- [To do] Print the stretch of the Texas voter ID text below from "- Texas Election" through "an expiration date.", word for word.

After presenting ONE of these supporting documents, you must fill out and sign a "Reasonable Impediment Declaration" - the Election workers SHOULD give you one automatically, but if they don't, make sure you go through the trouble to get one or your vote will be discarded and not counted. If you have an excuse, like "I forgot" they will also discard your vote, you must have a reasonable impediment or difficulty to getting a PhotoID, like not having resources to buy one, etc.
If you encounter any problems with this process, you have the right to speak to the Election Judge. If that person does not follow these rules and provide the proper documentation, please get their full name and a photo of their id, and the name of their supervisor. This will allow you to file a formal complaint that we have a volunteer to help you with. Contact us at 512.551.0310 from the polling station.
Here is a list of the acceptable forms of photo ID:
- Texas driver license issued by the Texas Department of Public Safety (DPS)
- Texas Election Identification Certificate issued by DPS (see below)
- Texas personal identification card issued by DPS
- Texas license to carry a handgun issued by DPS
- United States military identification card containing the person’s photograph
- United States citizenship certificate containing the person’s photograph
- United States passport
The identification must be current or have expired no more than 4 years before the day you vote (2012). the only exception is the U.S. citizenship certificate, which shouldn't have an expiration date.

- [Dataset excerpt]
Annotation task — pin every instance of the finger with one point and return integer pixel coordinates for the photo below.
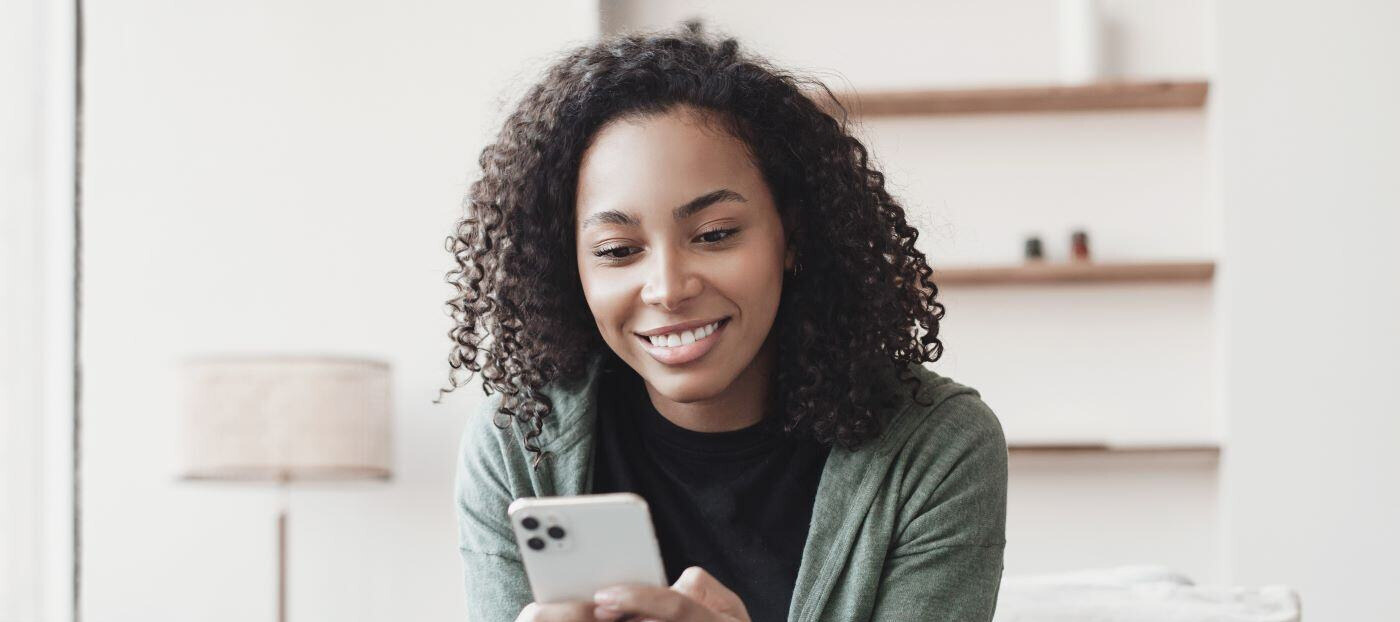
(707, 590)
(648, 601)
(577, 611)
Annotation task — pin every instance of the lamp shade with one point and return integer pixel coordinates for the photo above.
(284, 418)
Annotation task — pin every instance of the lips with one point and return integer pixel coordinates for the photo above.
(686, 353)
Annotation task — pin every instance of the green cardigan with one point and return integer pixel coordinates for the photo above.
(910, 526)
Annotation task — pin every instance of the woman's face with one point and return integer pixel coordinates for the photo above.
(676, 226)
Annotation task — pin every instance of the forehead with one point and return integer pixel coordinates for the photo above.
(657, 161)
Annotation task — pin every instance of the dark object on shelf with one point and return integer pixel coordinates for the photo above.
(1080, 243)
(1033, 250)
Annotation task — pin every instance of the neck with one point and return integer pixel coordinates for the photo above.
(738, 406)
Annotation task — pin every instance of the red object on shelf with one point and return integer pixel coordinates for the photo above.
(1080, 243)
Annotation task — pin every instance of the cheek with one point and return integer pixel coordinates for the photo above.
(606, 296)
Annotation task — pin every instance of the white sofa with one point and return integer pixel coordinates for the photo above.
(1138, 594)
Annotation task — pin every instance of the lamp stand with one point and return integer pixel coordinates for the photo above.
(282, 547)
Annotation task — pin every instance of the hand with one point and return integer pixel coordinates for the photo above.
(695, 597)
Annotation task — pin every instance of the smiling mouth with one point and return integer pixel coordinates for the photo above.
(682, 352)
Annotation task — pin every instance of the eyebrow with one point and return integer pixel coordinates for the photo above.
(678, 213)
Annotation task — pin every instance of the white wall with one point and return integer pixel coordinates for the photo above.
(270, 175)
(1311, 146)
(37, 310)
(1057, 363)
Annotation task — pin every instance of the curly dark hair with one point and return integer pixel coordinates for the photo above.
(861, 303)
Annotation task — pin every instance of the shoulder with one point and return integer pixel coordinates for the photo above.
(949, 464)
(494, 437)
(944, 416)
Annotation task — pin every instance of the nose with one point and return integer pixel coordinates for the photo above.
(669, 282)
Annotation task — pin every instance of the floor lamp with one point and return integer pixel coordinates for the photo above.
(284, 419)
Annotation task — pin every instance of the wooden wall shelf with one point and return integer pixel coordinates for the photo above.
(1210, 450)
(1075, 272)
(1035, 98)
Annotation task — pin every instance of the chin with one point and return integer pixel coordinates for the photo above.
(686, 385)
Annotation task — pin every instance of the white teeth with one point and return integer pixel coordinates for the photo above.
(683, 336)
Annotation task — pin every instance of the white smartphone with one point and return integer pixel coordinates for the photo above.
(576, 545)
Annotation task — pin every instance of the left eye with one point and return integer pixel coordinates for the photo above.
(718, 231)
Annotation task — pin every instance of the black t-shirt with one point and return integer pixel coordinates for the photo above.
(735, 503)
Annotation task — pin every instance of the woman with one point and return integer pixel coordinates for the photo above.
(681, 278)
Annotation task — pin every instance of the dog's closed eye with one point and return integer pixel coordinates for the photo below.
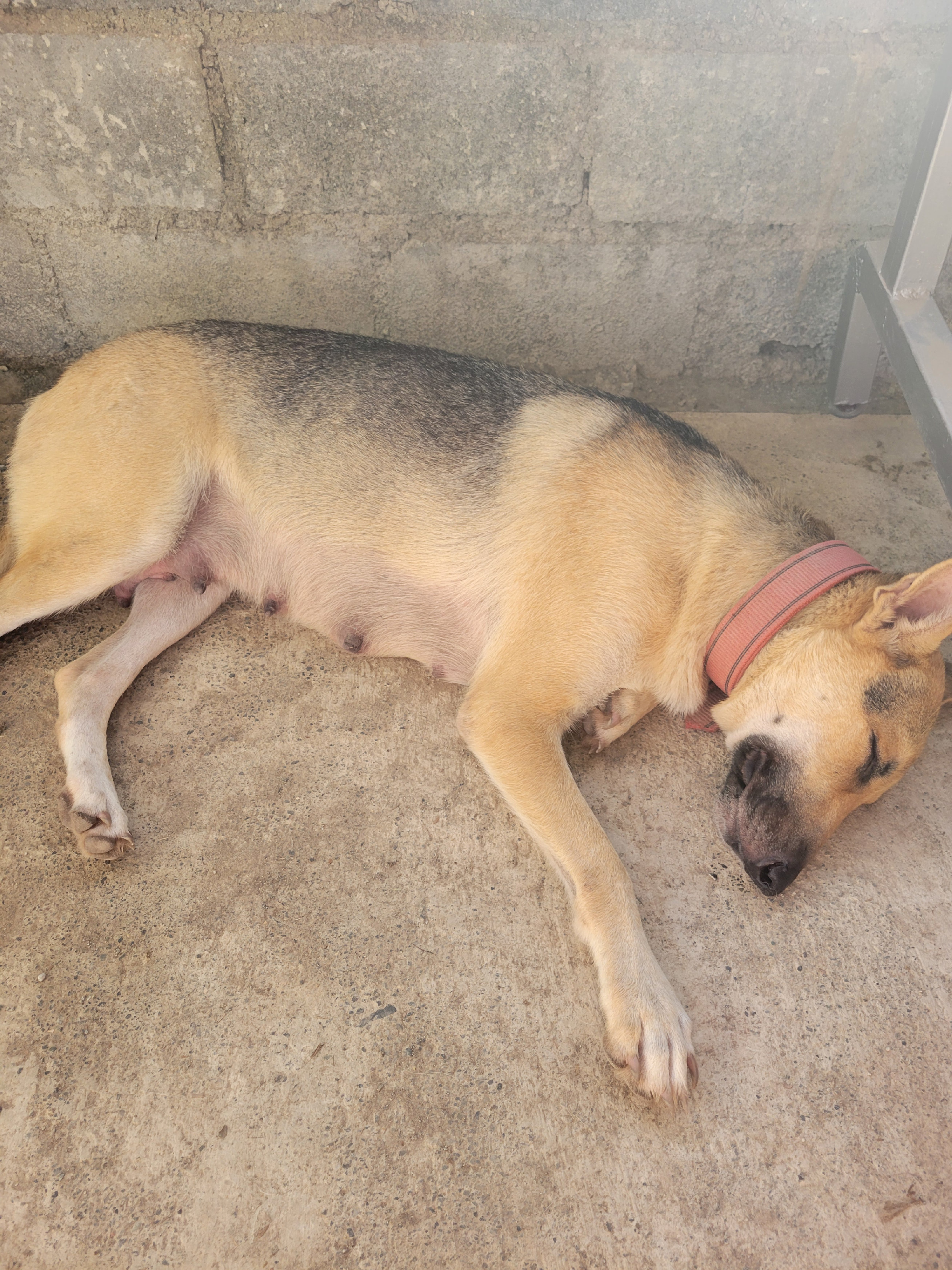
(755, 761)
(874, 765)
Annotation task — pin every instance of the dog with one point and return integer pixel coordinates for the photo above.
(564, 553)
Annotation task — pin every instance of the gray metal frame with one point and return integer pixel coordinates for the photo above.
(889, 294)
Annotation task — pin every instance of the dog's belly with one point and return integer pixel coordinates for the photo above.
(351, 592)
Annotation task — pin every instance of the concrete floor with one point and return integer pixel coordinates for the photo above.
(332, 1014)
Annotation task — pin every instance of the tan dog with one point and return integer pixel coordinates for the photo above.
(564, 553)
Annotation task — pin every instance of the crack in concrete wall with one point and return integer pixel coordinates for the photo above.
(657, 200)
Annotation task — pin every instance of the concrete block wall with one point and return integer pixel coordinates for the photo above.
(657, 197)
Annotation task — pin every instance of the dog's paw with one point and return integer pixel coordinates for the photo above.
(649, 1042)
(601, 727)
(97, 836)
(612, 719)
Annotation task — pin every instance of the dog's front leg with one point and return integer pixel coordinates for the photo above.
(648, 1032)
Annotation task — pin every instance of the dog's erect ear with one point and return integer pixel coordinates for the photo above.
(915, 615)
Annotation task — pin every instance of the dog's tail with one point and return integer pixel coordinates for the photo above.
(104, 474)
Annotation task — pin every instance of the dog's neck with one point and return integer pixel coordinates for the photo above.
(734, 546)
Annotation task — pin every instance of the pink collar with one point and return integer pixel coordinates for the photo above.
(763, 611)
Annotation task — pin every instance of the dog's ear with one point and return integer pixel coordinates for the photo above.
(915, 615)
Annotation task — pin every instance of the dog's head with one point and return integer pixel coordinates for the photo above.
(831, 716)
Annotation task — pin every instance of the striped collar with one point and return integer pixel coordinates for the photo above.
(763, 611)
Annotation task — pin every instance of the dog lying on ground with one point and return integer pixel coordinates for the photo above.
(564, 553)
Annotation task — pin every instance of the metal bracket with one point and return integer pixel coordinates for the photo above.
(888, 299)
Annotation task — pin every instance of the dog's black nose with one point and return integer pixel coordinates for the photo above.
(772, 877)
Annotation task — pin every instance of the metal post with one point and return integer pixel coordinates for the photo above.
(889, 300)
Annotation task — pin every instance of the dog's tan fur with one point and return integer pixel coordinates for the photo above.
(578, 581)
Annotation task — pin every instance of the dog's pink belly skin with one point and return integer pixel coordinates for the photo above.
(362, 601)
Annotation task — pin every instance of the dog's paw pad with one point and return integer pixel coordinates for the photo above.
(657, 1060)
(96, 836)
(598, 728)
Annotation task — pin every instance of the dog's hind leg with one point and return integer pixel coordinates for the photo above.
(88, 689)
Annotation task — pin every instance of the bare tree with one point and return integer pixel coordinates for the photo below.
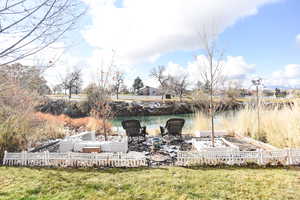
(72, 82)
(118, 81)
(27, 77)
(99, 95)
(211, 72)
(29, 26)
(179, 85)
(159, 74)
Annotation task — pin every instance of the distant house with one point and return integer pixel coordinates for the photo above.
(149, 91)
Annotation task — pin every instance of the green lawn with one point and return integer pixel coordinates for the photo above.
(158, 183)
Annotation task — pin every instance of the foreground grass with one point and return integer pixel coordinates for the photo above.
(161, 183)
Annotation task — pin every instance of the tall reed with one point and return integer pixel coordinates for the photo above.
(278, 126)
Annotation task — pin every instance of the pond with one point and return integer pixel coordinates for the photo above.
(153, 122)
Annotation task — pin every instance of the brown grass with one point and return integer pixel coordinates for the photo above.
(279, 127)
(85, 123)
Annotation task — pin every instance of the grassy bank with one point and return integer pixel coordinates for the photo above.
(278, 126)
(163, 183)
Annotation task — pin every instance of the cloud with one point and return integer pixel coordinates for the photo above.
(287, 77)
(235, 68)
(298, 39)
(143, 30)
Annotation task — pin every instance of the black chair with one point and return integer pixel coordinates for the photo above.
(173, 127)
(134, 130)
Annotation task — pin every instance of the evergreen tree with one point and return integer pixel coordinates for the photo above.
(137, 84)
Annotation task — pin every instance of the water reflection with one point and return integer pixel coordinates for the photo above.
(153, 122)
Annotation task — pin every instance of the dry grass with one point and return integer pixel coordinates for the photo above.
(85, 123)
(279, 127)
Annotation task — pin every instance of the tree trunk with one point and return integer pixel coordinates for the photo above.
(70, 93)
(211, 104)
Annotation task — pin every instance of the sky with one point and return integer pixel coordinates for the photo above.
(258, 38)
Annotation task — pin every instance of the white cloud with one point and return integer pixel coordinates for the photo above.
(289, 76)
(235, 68)
(298, 39)
(143, 30)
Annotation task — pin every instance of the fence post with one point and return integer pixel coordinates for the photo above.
(261, 159)
(290, 156)
(4, 158)
(25, 158)
(22, 158)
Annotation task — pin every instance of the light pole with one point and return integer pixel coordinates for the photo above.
(257, 83)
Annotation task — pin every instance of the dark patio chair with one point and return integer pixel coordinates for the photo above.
(173, 127)
(134, 130)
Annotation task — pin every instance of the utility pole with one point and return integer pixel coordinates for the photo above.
(257, 83)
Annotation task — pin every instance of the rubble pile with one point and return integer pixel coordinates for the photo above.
(160, 151)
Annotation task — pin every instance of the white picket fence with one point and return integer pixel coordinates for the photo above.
(275, 157)
(72, 159)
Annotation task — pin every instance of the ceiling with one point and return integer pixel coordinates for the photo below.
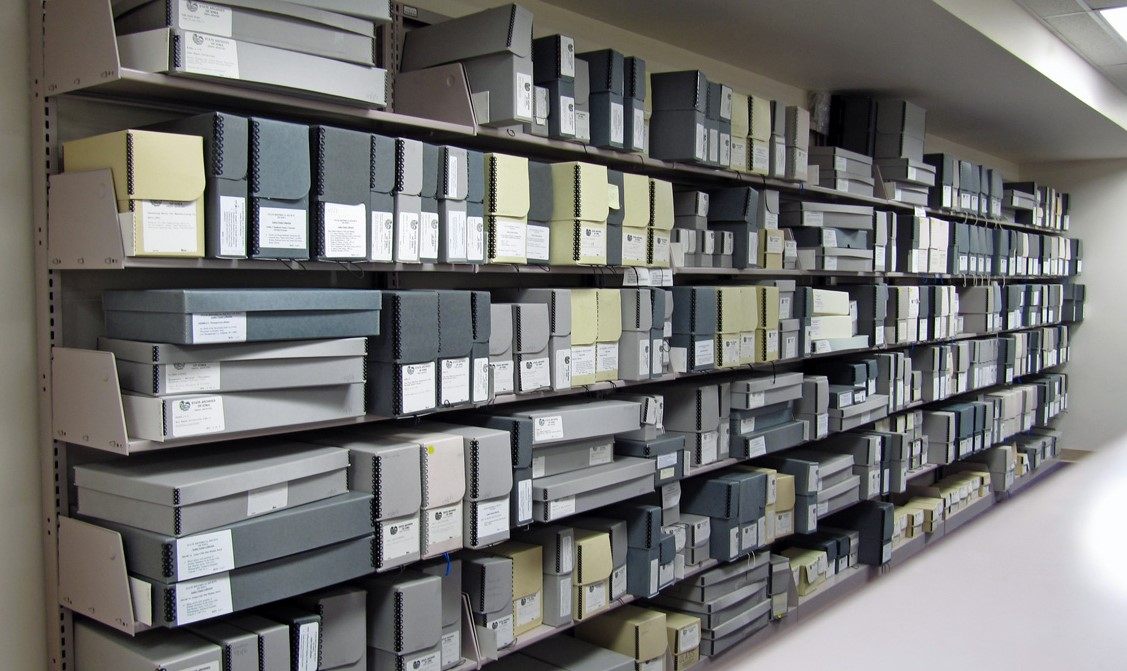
(976, 93)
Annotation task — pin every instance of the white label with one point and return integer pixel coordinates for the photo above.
(204, 555)
(266, 500)
(757, 447)
(639, 130)
(196, 416)
(594, 598)
(210, 54)
(583, 361)
(169, 227)
(548, 429)
(538, 243)
(592, 243)
(633, 248)
(382, 237)
(703, 352)
(204, 17)
(399, 539)
(527, 609)
(524, 93)
(424, 662)
(493, 518)
(455, 381)
(561, 508)
(309, 646)
(443, 523)
(428, 231)
(535, 373)
(619, 581)
(202, 599)
(280, 228)
(186, 378)
(451, 647)
(509, 238)
(480, 379)
(344, 231)
(618, 123)
(417, 387)
(606, 358)
(232, 228)
(562, 369)
(408, 237)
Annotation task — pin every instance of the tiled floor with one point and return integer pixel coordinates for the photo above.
(1039, 582)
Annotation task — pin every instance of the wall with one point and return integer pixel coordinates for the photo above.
(1099, 191)
(21, 638)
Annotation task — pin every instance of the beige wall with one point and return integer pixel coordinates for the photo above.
(1099, 217)
(21, 636)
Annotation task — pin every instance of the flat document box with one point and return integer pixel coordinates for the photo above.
(211, 56)
(165, 379)
(159, 177)
(227, 139)
(405, 611)
(166, 558)
(387, 468)
(187, 415)
(290, 26)
(500, 29)
(183, 603)
(100, 649)
(210, 316)
(209, 487)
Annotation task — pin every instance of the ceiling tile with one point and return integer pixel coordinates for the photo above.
(1089, 36)
(1048, 8)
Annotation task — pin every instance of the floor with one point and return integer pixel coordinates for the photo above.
(1038, 582)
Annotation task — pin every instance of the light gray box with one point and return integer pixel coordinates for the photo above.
(488, 582)
(344, 625)
(209, 487)
(167, 558)
(589, 479)
(573, 456)
(500, 29)
(273, 638)
(451, 574)
(574, 654)
(100, 649)
(240, 647)
(587, 501)
(557, 610)
(405, 611)
(172, 605)
(163, 379)
(204, 316)
(415, 661)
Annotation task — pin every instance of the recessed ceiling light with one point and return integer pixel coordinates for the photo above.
(1117, 18)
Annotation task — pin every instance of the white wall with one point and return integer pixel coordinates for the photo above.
(1099, 217)
(21, 636)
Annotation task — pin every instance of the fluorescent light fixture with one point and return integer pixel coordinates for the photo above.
(1117, 18)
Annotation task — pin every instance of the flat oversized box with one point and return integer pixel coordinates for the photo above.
(166, 558)
(225, 139)
(500, 29)
(100, 649)
(205, 316)
(210, 487)
(159, 179)
(405, 611)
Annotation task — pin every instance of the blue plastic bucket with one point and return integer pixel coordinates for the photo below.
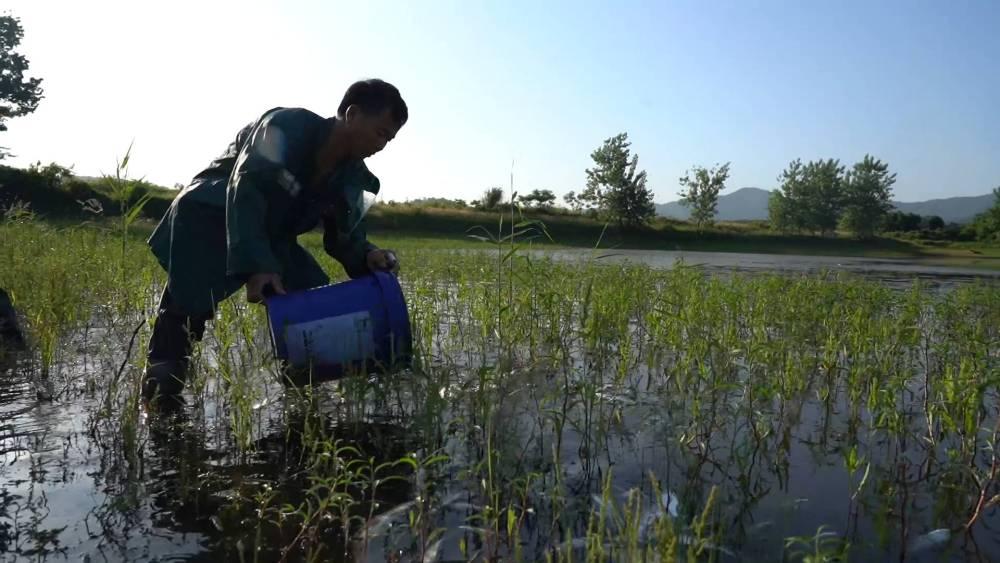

- [Response to the task]
- Texas Election Identification Certificate issued by DPS (see below)
- Texas personal identification card issued by DPS
- Texas license to carry a handgun issued by DPS
- United States military identification card containing the person’s photograph
- United States citizenship certificate containing the person’s photograph
- United States passport
The identification must be current or have expired no more than 4 years before the day you vote (2012). the only exception is the U.S. citizenship certificate, which shouldn't have an expiration date.